- **Task requirements**: I need the number of lines in the data that include "side"; reply with that number alone.

- **Task material**:
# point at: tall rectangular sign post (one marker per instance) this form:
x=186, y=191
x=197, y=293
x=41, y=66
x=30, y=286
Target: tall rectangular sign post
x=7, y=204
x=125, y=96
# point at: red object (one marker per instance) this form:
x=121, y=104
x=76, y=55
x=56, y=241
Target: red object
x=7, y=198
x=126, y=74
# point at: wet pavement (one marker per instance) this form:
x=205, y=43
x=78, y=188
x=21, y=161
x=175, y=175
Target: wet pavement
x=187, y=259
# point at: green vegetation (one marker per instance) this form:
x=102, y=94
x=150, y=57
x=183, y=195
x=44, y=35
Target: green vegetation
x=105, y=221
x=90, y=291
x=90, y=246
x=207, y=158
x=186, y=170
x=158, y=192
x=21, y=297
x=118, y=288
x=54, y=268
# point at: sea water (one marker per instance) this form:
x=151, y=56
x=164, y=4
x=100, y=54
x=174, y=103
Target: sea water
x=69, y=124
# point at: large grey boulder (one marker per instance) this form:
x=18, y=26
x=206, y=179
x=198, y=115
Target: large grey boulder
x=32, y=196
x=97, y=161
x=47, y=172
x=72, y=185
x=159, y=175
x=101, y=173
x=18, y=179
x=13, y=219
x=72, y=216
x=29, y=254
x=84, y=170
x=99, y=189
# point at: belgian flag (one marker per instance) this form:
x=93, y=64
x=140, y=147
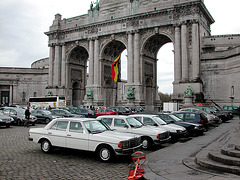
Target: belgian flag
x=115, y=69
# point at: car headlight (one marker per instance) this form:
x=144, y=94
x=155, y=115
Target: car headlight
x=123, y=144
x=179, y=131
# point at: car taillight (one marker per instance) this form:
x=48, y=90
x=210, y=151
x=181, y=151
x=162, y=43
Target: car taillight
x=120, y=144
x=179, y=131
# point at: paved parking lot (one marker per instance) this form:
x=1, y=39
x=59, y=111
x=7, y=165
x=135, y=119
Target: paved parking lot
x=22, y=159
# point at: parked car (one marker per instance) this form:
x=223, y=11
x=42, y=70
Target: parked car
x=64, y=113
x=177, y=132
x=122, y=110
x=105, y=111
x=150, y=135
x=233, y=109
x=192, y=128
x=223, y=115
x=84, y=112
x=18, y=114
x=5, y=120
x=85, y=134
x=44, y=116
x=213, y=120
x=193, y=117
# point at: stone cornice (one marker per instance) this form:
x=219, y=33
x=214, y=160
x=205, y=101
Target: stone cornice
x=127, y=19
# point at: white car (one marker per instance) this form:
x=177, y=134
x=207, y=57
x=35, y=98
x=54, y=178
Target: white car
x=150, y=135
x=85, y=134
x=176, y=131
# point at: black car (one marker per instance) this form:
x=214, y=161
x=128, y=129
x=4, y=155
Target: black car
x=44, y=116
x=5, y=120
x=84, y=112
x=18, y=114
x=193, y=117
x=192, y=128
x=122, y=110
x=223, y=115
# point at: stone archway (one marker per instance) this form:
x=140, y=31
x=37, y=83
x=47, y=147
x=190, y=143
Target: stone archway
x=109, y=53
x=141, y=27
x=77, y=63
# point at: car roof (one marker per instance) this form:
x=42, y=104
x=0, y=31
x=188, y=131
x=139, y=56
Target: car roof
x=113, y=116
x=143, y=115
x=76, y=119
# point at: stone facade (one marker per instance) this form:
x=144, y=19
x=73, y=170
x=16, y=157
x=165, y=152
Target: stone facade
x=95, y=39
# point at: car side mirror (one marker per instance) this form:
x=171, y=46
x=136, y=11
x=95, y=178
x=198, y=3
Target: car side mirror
==
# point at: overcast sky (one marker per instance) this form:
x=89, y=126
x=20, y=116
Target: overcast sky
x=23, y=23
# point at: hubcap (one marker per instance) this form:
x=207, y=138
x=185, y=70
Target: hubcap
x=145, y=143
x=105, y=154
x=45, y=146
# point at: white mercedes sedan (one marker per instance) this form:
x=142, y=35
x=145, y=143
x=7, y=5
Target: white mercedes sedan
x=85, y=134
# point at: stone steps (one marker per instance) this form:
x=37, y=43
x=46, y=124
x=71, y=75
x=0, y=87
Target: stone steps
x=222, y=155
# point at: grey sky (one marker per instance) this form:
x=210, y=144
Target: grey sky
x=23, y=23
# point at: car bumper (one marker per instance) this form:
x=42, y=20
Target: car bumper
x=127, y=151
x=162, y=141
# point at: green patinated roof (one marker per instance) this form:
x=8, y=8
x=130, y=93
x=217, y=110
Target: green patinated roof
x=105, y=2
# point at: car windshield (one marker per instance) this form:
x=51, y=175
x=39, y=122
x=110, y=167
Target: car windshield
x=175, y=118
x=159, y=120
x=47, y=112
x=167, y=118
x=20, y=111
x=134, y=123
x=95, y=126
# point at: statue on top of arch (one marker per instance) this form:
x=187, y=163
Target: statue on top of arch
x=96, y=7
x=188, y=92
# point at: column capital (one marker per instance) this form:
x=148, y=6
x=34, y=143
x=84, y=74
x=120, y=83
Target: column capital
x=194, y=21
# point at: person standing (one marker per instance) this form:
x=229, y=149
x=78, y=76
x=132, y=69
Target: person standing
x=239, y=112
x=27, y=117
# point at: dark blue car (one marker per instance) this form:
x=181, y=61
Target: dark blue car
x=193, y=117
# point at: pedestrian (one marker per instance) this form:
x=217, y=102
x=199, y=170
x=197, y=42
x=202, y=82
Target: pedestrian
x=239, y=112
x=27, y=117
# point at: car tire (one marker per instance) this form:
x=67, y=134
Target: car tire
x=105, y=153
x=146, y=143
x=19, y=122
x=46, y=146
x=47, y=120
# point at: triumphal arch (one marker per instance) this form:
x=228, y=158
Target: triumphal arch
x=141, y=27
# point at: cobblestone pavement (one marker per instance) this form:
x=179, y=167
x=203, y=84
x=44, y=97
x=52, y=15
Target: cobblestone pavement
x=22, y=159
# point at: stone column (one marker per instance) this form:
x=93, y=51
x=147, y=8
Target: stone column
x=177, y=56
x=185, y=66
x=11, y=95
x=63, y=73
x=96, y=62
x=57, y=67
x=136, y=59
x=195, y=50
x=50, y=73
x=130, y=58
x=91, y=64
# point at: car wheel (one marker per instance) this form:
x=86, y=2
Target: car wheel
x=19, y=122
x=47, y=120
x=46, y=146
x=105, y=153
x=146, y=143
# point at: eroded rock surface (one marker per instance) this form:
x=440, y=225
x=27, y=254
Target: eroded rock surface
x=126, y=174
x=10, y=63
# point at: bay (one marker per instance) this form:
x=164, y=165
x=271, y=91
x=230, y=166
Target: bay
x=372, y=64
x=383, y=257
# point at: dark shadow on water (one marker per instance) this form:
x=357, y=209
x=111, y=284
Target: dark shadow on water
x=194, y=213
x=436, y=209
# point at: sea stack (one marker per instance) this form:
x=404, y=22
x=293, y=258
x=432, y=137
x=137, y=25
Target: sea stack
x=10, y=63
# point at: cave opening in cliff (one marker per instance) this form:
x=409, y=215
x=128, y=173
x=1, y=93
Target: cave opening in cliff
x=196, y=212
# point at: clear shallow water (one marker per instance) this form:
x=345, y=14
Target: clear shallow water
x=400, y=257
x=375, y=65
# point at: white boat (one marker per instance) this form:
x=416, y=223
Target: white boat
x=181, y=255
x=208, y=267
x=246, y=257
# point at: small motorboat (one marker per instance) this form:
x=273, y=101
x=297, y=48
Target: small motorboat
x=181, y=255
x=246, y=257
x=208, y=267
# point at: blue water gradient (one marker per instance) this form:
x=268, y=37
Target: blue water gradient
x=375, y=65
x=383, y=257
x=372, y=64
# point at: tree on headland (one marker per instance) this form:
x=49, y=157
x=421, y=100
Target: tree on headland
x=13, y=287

- **Problem solution**: 2